Goal = Reproduce exactly the lines from the line containing "Place one keypoint on each instance of the front wheel" through the end of the records below, including both ends, and nothing else.

* Begin Source data *

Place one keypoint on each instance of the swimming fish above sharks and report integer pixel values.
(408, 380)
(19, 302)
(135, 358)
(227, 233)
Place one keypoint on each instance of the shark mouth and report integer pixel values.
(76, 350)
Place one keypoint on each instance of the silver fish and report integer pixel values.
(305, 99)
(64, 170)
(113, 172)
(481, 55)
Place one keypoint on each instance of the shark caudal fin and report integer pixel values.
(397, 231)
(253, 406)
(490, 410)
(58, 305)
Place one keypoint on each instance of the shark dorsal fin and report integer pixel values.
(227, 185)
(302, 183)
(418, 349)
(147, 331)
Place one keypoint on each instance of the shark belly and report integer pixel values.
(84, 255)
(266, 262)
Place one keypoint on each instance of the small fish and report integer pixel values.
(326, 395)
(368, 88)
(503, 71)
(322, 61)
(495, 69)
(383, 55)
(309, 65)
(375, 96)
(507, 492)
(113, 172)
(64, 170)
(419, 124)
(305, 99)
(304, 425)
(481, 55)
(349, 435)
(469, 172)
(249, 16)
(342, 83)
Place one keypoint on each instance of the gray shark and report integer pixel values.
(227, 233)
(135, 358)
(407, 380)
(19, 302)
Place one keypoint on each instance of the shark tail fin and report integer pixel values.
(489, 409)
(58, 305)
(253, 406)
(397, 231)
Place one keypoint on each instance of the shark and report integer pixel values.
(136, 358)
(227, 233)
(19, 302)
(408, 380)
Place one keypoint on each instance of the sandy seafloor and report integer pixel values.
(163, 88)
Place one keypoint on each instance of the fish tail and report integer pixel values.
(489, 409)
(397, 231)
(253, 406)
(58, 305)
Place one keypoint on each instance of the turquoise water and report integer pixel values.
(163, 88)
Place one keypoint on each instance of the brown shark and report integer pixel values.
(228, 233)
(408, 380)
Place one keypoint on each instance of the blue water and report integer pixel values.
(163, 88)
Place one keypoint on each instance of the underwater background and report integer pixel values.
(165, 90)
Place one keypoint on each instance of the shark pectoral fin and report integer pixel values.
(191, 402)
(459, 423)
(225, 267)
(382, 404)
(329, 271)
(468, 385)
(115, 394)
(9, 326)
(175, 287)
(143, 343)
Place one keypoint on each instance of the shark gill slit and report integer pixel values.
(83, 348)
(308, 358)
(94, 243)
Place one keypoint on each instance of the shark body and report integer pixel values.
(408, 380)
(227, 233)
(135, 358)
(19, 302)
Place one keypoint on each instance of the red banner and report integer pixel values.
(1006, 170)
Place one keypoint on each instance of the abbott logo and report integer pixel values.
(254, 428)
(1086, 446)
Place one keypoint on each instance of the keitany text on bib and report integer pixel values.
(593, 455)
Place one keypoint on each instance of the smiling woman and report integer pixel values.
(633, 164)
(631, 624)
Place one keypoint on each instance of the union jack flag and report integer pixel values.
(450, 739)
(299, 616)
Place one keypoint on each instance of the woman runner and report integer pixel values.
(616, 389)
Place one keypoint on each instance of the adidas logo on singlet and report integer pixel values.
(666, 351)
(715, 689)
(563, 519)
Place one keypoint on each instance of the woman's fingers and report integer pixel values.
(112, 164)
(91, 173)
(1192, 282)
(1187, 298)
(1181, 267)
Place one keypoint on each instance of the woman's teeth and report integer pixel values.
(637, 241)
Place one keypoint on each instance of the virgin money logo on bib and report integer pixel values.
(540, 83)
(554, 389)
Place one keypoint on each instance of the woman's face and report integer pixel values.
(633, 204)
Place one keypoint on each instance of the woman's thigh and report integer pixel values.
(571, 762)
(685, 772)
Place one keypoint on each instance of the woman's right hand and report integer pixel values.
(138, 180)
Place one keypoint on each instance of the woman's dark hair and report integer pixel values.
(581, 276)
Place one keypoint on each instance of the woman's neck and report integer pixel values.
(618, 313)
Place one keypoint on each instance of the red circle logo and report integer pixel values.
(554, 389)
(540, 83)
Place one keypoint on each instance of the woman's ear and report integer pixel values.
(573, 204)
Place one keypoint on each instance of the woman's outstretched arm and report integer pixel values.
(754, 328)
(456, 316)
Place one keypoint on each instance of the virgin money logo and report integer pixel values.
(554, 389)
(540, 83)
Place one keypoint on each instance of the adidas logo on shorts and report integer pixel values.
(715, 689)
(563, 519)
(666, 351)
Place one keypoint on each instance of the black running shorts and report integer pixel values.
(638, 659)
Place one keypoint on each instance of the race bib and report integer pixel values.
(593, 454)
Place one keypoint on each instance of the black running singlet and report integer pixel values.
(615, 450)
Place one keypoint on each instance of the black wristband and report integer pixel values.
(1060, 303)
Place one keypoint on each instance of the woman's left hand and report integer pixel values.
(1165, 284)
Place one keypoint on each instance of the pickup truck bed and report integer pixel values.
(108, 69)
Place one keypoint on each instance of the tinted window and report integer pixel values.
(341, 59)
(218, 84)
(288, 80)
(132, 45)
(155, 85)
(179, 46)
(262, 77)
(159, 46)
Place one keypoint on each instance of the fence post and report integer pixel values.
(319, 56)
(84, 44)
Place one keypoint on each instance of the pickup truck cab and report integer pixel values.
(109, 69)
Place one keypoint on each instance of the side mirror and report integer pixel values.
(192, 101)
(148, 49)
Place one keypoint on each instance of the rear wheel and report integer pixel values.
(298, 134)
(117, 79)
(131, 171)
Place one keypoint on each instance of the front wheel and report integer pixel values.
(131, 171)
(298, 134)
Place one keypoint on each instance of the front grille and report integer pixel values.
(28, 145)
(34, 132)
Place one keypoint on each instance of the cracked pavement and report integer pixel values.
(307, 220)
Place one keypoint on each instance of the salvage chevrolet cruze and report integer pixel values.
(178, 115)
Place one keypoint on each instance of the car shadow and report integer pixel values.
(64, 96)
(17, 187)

* End Source data *

The response =
Place one keypoint on each instance of the front wheel and report integer pixel values.
(131, 171)
(298, 134)
Place one keypoint on each instance of the front grille and report integer pixel values.
(28, 145)
(34, 132)
Place one keypoint on each instance of the cracked pavement and report integer pixel values.
(307, 220)
Place one keypoint on each instance of the salvage chevrolet cruze and report integer pixel values.
(178, 115)
Place one keypoint on each instance of the car shadow and report integer pixel values.
(64, 96)
(17, 187)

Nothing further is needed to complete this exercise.